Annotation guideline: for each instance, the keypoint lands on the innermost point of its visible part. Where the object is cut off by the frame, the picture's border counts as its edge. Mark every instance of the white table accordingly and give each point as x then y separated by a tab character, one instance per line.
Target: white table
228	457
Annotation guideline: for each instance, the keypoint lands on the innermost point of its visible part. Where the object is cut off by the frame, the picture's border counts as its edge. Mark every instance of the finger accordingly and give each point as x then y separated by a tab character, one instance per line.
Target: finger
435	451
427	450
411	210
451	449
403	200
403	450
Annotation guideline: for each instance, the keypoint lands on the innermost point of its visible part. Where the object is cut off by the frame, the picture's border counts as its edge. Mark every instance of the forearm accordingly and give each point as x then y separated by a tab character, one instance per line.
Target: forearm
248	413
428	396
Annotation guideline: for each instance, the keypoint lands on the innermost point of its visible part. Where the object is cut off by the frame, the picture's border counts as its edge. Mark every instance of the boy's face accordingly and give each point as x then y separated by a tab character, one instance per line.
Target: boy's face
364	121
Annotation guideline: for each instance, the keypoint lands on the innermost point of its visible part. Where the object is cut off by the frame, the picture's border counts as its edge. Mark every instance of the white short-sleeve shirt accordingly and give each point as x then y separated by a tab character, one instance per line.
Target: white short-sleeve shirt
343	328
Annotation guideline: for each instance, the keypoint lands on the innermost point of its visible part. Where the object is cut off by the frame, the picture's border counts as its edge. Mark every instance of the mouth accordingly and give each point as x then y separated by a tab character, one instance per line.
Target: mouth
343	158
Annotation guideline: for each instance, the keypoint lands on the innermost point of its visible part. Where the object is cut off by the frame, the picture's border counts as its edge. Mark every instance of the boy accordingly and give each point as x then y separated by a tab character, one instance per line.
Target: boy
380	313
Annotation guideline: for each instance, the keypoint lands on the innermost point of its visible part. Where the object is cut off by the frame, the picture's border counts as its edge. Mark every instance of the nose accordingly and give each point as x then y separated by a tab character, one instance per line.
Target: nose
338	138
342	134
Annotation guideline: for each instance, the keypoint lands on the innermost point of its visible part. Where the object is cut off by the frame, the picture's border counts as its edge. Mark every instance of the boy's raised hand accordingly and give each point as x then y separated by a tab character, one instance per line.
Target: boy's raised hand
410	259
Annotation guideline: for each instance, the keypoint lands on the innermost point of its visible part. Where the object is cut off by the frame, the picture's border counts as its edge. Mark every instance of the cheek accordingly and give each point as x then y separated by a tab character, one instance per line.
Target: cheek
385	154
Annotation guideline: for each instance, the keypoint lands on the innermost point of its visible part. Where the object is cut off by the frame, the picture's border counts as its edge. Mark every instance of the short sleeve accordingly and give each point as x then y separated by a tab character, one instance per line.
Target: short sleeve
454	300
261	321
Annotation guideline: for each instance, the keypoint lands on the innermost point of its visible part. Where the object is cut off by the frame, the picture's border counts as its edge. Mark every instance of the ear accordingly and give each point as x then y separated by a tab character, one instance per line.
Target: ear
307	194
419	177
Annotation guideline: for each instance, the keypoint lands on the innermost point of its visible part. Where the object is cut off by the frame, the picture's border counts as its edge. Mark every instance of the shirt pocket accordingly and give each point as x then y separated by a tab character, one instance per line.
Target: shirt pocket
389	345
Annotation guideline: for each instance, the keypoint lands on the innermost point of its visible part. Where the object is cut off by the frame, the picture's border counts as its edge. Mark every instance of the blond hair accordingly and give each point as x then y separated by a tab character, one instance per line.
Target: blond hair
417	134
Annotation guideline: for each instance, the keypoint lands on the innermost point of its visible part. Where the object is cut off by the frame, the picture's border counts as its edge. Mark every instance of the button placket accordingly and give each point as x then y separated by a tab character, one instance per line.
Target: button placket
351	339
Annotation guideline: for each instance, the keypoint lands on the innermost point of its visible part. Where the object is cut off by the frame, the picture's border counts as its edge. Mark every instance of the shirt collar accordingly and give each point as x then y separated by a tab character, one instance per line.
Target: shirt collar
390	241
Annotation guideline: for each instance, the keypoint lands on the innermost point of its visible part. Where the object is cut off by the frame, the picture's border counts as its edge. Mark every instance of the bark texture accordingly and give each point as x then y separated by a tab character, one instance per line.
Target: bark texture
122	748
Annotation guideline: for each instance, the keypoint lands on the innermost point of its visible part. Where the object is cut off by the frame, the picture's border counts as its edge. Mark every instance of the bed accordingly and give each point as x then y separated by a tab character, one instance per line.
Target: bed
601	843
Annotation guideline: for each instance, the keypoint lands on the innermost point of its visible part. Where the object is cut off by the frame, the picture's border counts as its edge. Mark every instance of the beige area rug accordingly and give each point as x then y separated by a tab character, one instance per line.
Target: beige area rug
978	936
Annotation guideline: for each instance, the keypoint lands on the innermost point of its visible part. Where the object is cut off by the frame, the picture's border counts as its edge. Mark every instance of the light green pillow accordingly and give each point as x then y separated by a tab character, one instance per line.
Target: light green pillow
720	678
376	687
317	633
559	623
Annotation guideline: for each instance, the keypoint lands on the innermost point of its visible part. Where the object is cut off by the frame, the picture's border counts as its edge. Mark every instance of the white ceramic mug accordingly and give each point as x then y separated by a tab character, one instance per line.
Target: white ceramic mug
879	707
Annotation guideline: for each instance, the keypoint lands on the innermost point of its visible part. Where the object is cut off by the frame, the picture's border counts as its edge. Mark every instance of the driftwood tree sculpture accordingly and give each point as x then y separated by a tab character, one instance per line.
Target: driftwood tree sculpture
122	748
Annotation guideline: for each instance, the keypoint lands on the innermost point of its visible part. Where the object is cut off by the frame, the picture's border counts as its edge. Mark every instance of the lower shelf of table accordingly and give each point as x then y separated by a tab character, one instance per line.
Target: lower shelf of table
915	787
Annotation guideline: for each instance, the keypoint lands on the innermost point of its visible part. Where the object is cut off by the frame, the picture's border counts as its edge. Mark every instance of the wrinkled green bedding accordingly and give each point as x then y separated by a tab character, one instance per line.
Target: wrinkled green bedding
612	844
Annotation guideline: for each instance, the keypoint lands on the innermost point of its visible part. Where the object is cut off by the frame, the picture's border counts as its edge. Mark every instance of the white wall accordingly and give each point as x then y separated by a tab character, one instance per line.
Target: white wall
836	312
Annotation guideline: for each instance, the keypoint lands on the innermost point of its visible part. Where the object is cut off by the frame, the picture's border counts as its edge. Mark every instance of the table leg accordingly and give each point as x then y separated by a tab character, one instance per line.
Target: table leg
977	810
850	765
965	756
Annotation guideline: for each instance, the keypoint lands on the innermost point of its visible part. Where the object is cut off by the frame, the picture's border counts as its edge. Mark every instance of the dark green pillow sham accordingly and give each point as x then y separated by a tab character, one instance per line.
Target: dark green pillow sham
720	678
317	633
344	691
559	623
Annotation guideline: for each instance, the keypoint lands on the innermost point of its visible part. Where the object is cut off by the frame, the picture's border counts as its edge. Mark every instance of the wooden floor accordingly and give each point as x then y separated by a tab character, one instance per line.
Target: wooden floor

Problem to work on
In how many lines of the data does the string "wooden" appear? Give only the number.

Result of this task
2